- [THE PROBLEM]
Which lines in the listing below contain the string "buckle", with case counting? Find and copy each of them.

- [AVAILABLE DATA]
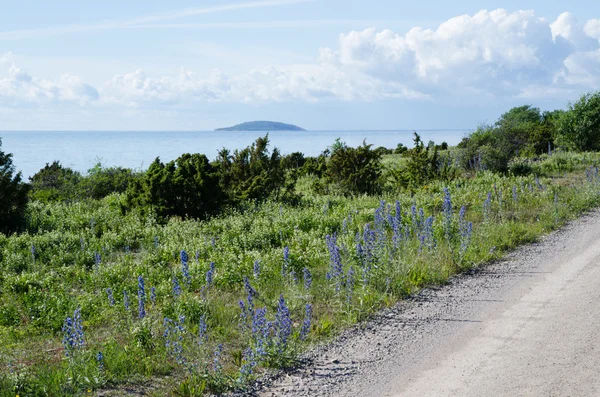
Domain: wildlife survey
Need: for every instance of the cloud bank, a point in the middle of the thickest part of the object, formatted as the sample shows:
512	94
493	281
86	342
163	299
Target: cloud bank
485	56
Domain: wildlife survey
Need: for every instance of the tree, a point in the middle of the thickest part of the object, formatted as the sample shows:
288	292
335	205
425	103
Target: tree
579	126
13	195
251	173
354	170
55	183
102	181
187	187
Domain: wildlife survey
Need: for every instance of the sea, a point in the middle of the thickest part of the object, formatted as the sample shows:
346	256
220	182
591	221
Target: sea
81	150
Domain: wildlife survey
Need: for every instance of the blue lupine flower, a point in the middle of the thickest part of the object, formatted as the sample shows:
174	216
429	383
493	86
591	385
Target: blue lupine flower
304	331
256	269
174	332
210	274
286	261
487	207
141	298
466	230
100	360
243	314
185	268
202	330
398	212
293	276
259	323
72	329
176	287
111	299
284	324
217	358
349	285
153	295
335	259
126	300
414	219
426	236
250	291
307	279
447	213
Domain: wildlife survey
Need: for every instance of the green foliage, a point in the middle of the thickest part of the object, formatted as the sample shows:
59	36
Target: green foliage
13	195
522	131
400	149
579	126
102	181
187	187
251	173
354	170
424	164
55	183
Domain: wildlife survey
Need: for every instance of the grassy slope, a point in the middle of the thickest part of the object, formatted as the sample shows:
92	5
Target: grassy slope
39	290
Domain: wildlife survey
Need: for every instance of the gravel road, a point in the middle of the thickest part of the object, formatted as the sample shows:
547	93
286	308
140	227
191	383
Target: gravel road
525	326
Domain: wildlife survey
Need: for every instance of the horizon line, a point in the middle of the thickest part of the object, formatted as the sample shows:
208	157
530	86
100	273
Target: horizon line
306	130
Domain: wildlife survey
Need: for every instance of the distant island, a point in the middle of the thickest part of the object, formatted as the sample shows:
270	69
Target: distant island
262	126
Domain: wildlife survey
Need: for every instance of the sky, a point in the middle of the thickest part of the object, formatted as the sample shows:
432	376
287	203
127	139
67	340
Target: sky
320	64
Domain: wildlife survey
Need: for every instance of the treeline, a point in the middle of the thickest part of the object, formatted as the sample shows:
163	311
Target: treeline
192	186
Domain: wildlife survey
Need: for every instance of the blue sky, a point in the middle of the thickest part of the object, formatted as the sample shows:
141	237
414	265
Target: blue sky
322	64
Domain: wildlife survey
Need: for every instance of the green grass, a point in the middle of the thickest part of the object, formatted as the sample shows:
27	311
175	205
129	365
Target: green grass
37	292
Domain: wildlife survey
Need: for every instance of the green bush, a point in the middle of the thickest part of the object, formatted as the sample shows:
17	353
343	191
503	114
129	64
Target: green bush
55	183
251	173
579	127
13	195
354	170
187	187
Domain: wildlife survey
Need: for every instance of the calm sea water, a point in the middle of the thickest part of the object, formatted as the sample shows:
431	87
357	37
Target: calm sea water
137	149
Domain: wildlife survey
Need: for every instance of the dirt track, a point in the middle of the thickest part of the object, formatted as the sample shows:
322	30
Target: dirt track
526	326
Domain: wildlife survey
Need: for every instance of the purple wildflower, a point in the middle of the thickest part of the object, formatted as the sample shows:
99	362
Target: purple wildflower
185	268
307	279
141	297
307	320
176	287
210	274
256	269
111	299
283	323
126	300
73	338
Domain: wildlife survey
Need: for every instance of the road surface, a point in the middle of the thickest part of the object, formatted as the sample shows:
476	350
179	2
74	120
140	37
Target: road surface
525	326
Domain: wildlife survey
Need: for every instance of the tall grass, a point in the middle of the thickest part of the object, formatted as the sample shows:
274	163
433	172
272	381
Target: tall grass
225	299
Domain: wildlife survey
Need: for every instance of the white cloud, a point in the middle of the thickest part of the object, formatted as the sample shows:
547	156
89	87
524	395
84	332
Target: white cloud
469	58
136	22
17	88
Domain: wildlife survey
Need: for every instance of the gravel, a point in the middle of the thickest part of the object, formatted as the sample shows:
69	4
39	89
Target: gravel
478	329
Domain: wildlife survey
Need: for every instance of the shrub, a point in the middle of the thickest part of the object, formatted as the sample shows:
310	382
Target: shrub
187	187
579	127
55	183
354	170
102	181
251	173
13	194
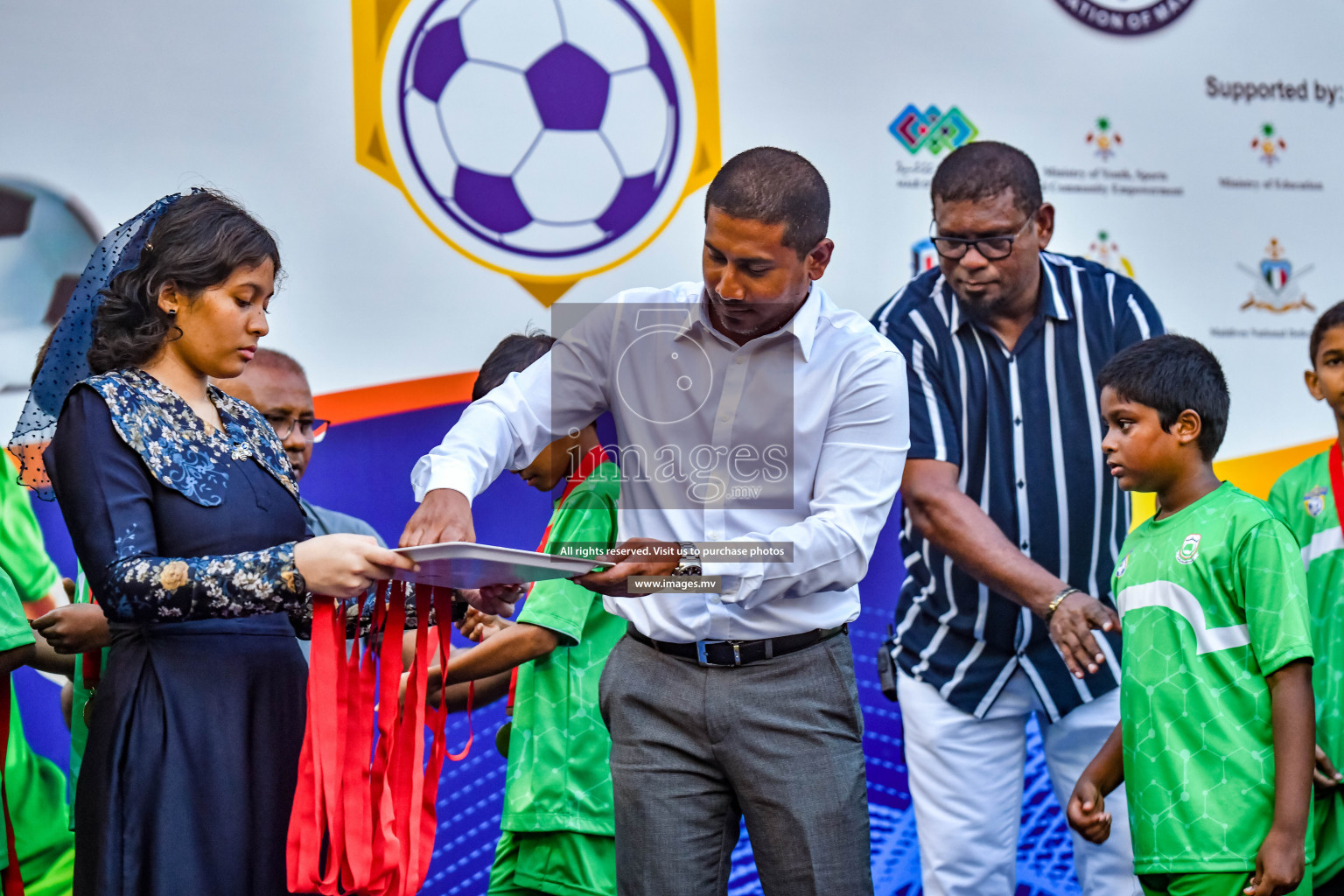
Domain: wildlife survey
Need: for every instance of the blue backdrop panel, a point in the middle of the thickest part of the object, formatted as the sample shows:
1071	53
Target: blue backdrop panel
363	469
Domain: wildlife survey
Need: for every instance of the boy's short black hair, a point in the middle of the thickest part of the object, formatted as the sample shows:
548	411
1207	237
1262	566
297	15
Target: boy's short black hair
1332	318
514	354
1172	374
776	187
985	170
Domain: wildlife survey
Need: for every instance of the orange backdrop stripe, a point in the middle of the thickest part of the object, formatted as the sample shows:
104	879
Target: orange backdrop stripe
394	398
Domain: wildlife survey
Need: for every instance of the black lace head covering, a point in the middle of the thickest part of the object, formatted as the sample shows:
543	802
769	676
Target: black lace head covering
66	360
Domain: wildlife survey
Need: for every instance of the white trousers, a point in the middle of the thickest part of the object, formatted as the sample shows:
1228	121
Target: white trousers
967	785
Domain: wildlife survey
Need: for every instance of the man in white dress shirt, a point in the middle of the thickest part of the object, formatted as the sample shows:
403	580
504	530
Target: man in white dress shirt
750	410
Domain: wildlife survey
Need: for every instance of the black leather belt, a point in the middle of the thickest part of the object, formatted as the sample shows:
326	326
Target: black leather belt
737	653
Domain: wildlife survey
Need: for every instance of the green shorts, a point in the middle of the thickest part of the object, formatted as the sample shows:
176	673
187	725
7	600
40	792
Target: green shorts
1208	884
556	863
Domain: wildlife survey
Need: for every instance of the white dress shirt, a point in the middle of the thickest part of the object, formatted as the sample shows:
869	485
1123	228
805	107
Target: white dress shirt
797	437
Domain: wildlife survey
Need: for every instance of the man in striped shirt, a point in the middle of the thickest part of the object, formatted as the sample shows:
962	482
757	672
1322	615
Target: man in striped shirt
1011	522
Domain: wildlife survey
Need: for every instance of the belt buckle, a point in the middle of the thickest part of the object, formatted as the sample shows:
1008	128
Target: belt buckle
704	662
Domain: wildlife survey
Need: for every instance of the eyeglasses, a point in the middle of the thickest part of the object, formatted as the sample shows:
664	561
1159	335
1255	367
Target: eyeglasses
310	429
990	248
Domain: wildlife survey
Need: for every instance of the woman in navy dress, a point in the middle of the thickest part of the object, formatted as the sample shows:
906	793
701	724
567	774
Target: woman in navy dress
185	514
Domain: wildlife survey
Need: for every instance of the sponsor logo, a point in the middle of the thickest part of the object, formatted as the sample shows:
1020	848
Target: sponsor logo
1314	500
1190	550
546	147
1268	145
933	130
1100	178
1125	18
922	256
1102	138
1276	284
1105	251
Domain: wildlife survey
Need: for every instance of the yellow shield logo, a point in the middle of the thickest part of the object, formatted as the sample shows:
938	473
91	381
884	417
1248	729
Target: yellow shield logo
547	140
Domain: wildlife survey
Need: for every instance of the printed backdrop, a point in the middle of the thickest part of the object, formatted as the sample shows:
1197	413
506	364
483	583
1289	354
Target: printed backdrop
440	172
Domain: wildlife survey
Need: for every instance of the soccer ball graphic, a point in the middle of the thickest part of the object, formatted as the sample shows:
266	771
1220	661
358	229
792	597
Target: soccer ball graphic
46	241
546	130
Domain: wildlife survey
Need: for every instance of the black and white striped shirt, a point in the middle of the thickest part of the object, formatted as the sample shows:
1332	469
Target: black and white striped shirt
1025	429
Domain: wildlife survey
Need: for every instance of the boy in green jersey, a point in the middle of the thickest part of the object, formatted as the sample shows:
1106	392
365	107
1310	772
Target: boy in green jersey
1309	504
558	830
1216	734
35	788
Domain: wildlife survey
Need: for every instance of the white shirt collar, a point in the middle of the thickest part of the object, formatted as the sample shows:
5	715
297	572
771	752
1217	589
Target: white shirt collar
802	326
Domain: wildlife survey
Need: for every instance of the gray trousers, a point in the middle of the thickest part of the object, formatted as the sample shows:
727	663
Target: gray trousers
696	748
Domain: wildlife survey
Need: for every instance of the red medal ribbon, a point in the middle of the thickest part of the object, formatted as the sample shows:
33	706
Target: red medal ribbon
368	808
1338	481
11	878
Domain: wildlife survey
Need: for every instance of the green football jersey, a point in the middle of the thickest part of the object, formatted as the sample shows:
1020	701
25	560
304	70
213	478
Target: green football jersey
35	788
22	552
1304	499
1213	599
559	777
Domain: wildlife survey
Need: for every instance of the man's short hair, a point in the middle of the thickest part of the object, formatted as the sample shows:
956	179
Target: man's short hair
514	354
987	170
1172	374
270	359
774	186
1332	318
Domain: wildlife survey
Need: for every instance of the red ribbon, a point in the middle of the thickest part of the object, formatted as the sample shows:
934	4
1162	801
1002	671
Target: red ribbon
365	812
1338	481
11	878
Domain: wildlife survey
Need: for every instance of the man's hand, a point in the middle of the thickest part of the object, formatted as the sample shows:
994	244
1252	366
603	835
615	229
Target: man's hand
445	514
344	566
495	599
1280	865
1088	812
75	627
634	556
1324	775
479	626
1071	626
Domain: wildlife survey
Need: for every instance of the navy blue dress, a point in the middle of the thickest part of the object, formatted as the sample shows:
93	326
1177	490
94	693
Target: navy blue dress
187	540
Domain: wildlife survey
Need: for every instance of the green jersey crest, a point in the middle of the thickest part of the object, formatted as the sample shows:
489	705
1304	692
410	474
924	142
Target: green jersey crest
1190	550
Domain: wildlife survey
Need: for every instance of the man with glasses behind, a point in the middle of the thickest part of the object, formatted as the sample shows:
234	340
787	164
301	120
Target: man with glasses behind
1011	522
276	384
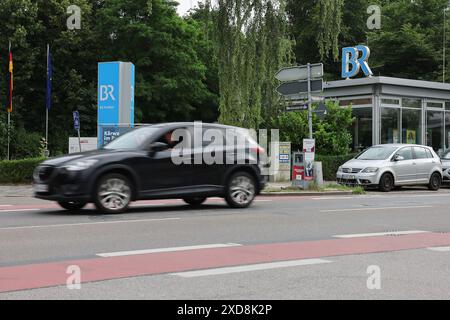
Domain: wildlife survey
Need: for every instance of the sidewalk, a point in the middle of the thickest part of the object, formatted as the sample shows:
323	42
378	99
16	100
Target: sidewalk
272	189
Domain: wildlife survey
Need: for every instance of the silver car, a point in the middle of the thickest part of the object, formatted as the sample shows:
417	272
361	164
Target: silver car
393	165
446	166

- [ANSWER]
Need: for every instance of the belt buckle, a point in the middle of the thickest part of the object, formatted as the sample shows:
Target: belt buckle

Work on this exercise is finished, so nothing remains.